It was early 1987, and Mitt Romney was shopping. And he was angry.
He was walking the aisles of Staples, a little-known retail store his firm had bet $1.5 million on so far, and picking up office supplies. Then he waited in line at the checkout counter — for far too long.
To Romney, then chief executive of a fledgling investment firm called Bain Capital, it confirmed what friends had told him: A superstore with low prices was a good idea, but the lines took forever, the credit card machines weren’t working, the staff was “surly.” With just a few stores open since its launch in Brighton, Staples already had big problems.
“I was shopping there myself and found it a frustrating experience,’’ Romney would later say.
Staples went on to revolutionize the way office supplies were sold, and its founder, Tom Stemberg, would become a loyal political backer for Romney in his run for the presidency. But two-decade-old court documents unsealed last week offer a new glimpse into the early days of the start-up, revealing a rocky beginning long before Staples became a polished bullet point on Romney’s resume as a businessman and job creator. The filings, released at Norfolk Probate and Family Court at the request of the Globe, portray a retailer riddled with operational problems and contentious board fights, and shed light on Romney as a hard-nosed investor, leaning sternly on an entrepreneur for results.
Stemberg, a former supermarket executive, believed the inefficient business of small stationers could be improved so companies could buy office supplies in large volume. He hoped to launch a chain of big stores.
....
TASK DETAILS:
Please write out the part of the Staples article from "It was early" to "far too long." word for word. The lines after this point are separate from the Staples article.

DATA SECTION:
....
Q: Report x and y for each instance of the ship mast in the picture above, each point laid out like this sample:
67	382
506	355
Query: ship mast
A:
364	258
....
REPLY:
It was early 1987, and Mitt Romney was shopping. And he was angry.
He was walking the aisles of Staples, a little-known retail store his firm had bet $1.5 million on so far, and picking up office supplies. Then he waited in line at the checkout counter — for far too long.